● **EXERCISE**
A word-for-word copy of the records that follow is needed, with every picture omitted.

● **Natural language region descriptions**
- Opening Delimiter -

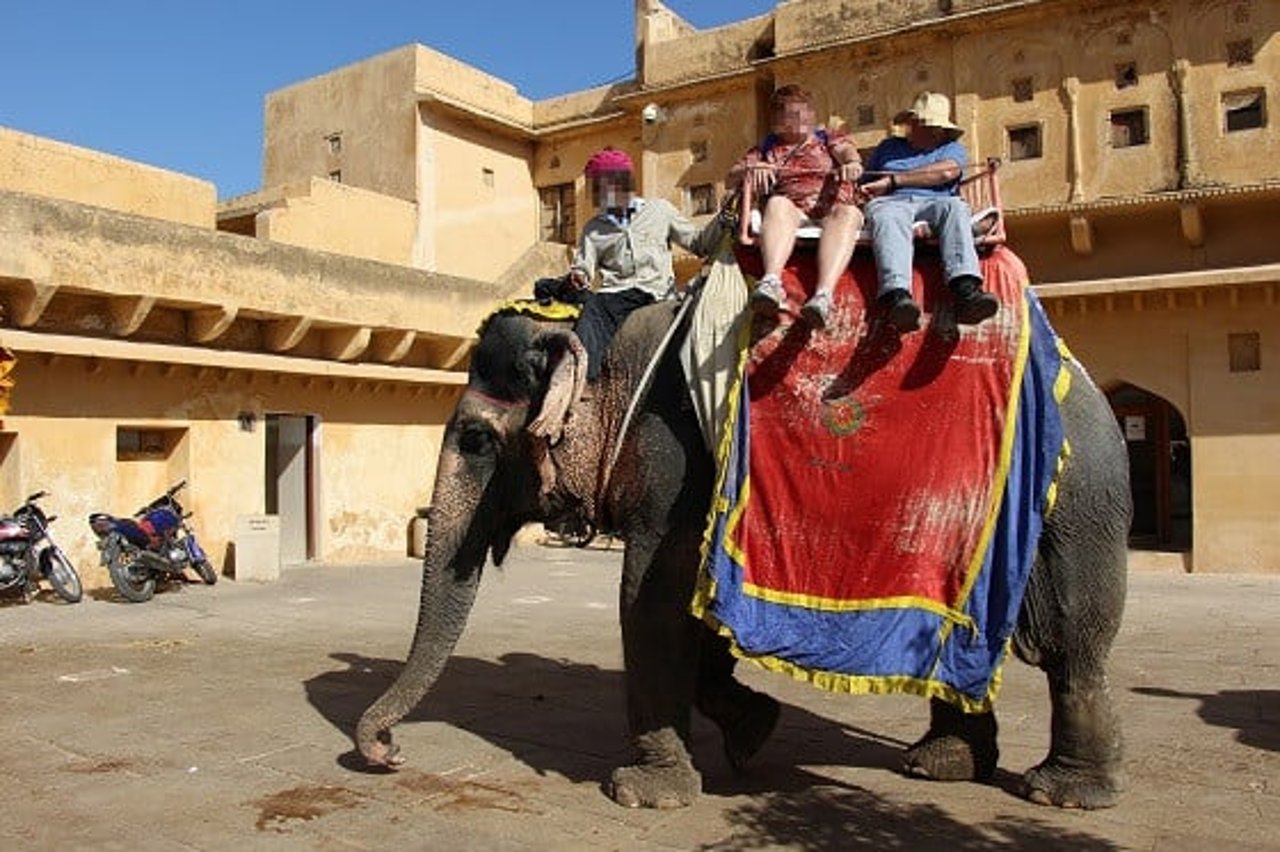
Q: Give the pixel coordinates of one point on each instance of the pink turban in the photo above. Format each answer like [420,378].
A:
[607,160]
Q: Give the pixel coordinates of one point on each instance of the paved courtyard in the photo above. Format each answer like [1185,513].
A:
[219,718]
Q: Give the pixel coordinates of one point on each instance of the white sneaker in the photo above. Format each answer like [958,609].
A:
[768,294]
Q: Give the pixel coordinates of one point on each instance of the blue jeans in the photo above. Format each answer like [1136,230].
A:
[891,219]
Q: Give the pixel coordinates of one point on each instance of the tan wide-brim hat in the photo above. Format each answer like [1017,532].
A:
[931,109]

- Closing Delimiter -

● **SOLUTION TO THE PROBLEM**
Q: Give the pixel coordinates of one point on each instance of the pink turban in the photo above. Format each answer like [420,378].
A:
[607,160]
Q: Give the pixel coordinates of one point on each instance of the paved courtyard in the photo above. Format each answer like [1185,513].
A:
[219,718]
Q: Give the pixel coordinates of one point on each instance of the white sneaker in the photo above. Format each answer like [958,609].
A:
[768,294]
Q: Give the pixel coordinates of one point on each instance of the blue jeans in the photo above. Format each answer like [1136,230].
A:
[891,219]
Q: Give the pixel coordinates of one point on each instance of the tan wide-brim hat in the photo above. Format each answer like [1017,532].
A:
[931,109]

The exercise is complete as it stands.